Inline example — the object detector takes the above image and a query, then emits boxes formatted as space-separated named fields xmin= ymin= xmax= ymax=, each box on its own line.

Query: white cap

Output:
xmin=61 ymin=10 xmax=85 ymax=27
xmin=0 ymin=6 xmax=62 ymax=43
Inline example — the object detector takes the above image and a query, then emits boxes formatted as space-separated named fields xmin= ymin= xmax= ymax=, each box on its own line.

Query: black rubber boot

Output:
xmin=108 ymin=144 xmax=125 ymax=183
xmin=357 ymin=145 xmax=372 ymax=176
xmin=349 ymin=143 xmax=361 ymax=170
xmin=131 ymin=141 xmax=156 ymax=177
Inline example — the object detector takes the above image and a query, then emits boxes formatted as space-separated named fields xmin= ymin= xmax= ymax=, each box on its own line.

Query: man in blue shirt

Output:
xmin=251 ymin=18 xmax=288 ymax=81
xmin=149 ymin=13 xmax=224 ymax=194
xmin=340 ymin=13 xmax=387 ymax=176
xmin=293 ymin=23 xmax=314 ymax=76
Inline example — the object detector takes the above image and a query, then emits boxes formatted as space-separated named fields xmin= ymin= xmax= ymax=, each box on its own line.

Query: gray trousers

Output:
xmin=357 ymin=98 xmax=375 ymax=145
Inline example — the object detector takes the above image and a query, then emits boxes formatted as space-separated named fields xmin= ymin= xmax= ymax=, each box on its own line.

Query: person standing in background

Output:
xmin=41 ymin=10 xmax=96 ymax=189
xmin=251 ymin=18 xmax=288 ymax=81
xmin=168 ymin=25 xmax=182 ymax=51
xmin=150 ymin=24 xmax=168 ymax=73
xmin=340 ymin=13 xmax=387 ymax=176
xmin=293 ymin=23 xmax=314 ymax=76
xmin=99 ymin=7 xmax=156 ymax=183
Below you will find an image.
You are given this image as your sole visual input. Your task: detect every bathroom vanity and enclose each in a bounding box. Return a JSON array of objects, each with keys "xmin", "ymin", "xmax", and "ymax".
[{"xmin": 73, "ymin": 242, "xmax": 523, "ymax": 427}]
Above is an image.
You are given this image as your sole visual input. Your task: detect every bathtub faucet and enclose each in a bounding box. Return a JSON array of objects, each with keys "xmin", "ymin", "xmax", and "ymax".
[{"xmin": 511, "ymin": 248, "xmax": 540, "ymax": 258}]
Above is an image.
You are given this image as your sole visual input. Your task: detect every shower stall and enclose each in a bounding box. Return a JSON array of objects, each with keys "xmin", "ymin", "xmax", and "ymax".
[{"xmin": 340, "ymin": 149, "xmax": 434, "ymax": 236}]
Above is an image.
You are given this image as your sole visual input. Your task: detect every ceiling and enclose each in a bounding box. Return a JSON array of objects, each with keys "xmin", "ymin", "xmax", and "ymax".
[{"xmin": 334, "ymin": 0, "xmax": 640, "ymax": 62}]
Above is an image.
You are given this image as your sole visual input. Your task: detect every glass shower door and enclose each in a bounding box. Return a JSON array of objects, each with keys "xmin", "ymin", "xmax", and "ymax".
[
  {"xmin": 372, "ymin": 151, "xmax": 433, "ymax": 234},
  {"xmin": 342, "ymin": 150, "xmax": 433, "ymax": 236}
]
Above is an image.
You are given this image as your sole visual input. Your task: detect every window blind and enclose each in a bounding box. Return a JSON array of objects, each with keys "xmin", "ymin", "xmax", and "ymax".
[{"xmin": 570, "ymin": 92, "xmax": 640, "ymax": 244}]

※

Copy every entry above word for word.

Exercise solution:
Inline example — the object detector takes the above image and a query, then emits boxes formatted as space-separated named fields xmin= ymin= xmax= ymax=, each box on its own line.

Query: white cap

Output:
xmin=61 ymin=10 xmax=85 ymax=27
xmin=0 ymin=6 xmax=62 ymax=43
Inline example — the object detector takes the above image and a query, then emits boxes formatted as space-separated named fields xmin= ymin= xmax= ymax=, each box on its own line.

Query: black rubber boot

Output:
xmin=108 ymin=144 xmax=125 ymax=183
xmin=357 ymin=145 xmax=372 ymax=176
xmin=349 ymin=143 xmax=361 ymax=170
xmin=131 ymin=141 xmax=156 ymax=177
Inline example — the object detector takes the above image and a query, then emits boxes formatted as space-separated named fields xmin= ymin= xmax= ymax=, each box on its own line.

Query: man in blue shirt

Output:
xmin=251 ymin=18 xmax=288 ymax=81
xmin=149 ymin=13 xmax=224 ymax=194
xmin=340 ymin=13 xmax=387 ymax=176
xmin=293 ymin=23 xmax=314 ymax=76
Inline example — the object detector takes the above image and a query, then emits boxes formatted as space-separated named fields xmin= ymin= xmax= ymax=, each box on its own line.

Query: gray trousers

Output:
xmin=357 ymin=98 xmax=375 ymax=145
Inline example — the object detector takes the above image and a query, then emits boxes formatted as space-separated named fields xmin= ymin= xmax= ymax=, each box on its own line.

Query: person standing in background

Output:
xmin=41 ymin=10 xmax=96 ymax=189
xmin=251 ymin=18 xmax=288 ymax=81
xmin=168 ymin=25 xmax=182 ymax=51
xmin=150 ymin=24 xmax=168 ymax=73
xmin=340 ymin=13 xmax=387 ymax=176
xmin=293 ymin=23 xmax=314 ymax=76
xmin=99 ymin=7 xmax=156 ymax=183
Below you will find an image.
You are given this image as your sole visual input. Your task: detect every bathroom vanity and enclose each in a bounding box. Return a JSON array of objects, each with keys "xmin", "ymin", "xmax", and "ymax".
[{"xmin": 73, "ymin": 242, "xmax": 523, "ymax": 427}]
Above is an image.
You are given this image as your sole visual input. Your task: detect every bathtub faucet and enclose each in a bounding box. Return a JSON array of objects, each with keys "xmin", "ymin", "xmax", and "ymax".
[{"xmin": 511, "ymin": 248, "xmax": 540, "ymax": 258}]
Above is an image.
You are given this image as your sole visual input. Your task: detect every shower stall and enclose each in a bounding box. Return a JSON array of objects, each with keys "xmin", "ymin", "xmax", and "ymax".
[{"xmin": 340, "ymin": 149, "xmax": 434, "ymax": 236}]
Above is an image.
You are given this image as your sole visual input. Your task: detect every ceiling and enclose each in a bounding box. Return a JSON array of objects, each with keys "xmin", "ymin", "xmax", and "ymax".
[{"xmin": 334, "ymin": 0, "xmax": 640, "ymax": 62}]
Above is an image.
You are given this image as your sole visual input. Your task: detect every glass shower door and enclose each in a bounding box. Return a JSON array of objects, each with keys "xmin", "ymin", "xmax", and "ymax".
[
  {"xmin": 372, "ymin": 151, "xmax": 433, "ymax": 234},
  {"xmin": 342, "ymin": 150, "xmax": 433, "ymax": 236}
]
Above is an image.
You are given this image as your sole visual input. Your task: detect every window blind and enclose each in a bounding box. Return a JSON array of objects, each with keys "xmin", "ymin", "xmax", and "ymax".
[{"xmin": 570, "ymin": 92, "xmax": 640, "ymax": 244}]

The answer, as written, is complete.